__Challenges__
[a] Can you condense the paragraph in the footballer biography that begins "Prakash Sarkar started his career" into a short list that keeps its main facts?
[b] Will you reproduce, word for word, the stretch of the entries from the line containing "For every instance of the hoverfly, set" through the line containing "x=158 y=148"?
##### Reading text
Prakash Sarkar (born 15 February 1997), is an Indian professional footballer who plays as a defender for Real Kashmir in the I-League.

Career
Prakash Sarkar started his career with the youth academy of Pune F.C. under then coach Ranjan Chowdhury and participated in the 2015-16 U-18 I-League and reached the final round. In 2016-17, he joined East Bengal FC and played for the East Bengal F.C. U-18 side, again under Ranjan Chowdhury, which became runners-up in the 2016-17 U-18 I-League.

East Bengal FC

2017-18
In 2017-18, under coach Khalid Jamil, Prakash Sarkar after his excellent performance for the East Bengal F.C. U-18 side,  was promoted to the senior squad and he made his debut in the Calcutta Football League going on to make 5 appearances in total. His I-League debut came in the 2017-18 I-League on 22 December 2017, away against Chennai City F.C. which East Bengal FC won 1-2. He made 9 appearances in the 2017-18 I-League season, playing as a defensive midfield as East Bengal finished 4th. He was also a part of the East Bengal team, that became runners-up in the 2018 Indian Super Cup held at Bhubaneshwar as East Bengal FC lost 1-4 to Bengaluru FC in the final. Prakash Sarkar, however, did not play any of the matches and remained on the bench throughout the campaign.
##########
##### Extracted records
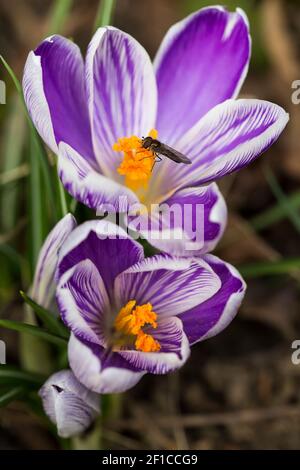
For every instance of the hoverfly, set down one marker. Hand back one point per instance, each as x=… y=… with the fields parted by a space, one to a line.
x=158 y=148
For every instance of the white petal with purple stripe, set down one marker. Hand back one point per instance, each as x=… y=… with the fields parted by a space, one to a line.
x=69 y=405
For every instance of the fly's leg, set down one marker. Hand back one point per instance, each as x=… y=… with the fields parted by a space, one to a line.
##########
##### Extracted records
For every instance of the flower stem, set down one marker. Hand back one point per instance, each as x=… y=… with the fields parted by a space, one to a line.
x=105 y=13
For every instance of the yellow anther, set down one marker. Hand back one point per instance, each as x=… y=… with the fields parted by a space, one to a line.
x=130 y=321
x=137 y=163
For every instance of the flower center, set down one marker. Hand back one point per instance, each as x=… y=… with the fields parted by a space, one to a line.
##########
__Task-by-task outputs__
[a]
- Began in the Pune F.C. youth academy under coach Ranjan Chowdhury, playing in the 2015-16 U-18 I-League and reaching the final round.
- Joined East Bengal FC in 2016-17 and played for its U-18 side, again under Ranjan Chowdhury.
- That side finished runners-up in the 2016-17 U-18 I-League.

[b]
For every instance of the hoverfly, set down one marker. Hand back one point per instance, each as x=… y=… with the fields parted by a space, one to a line.
x=158 y=148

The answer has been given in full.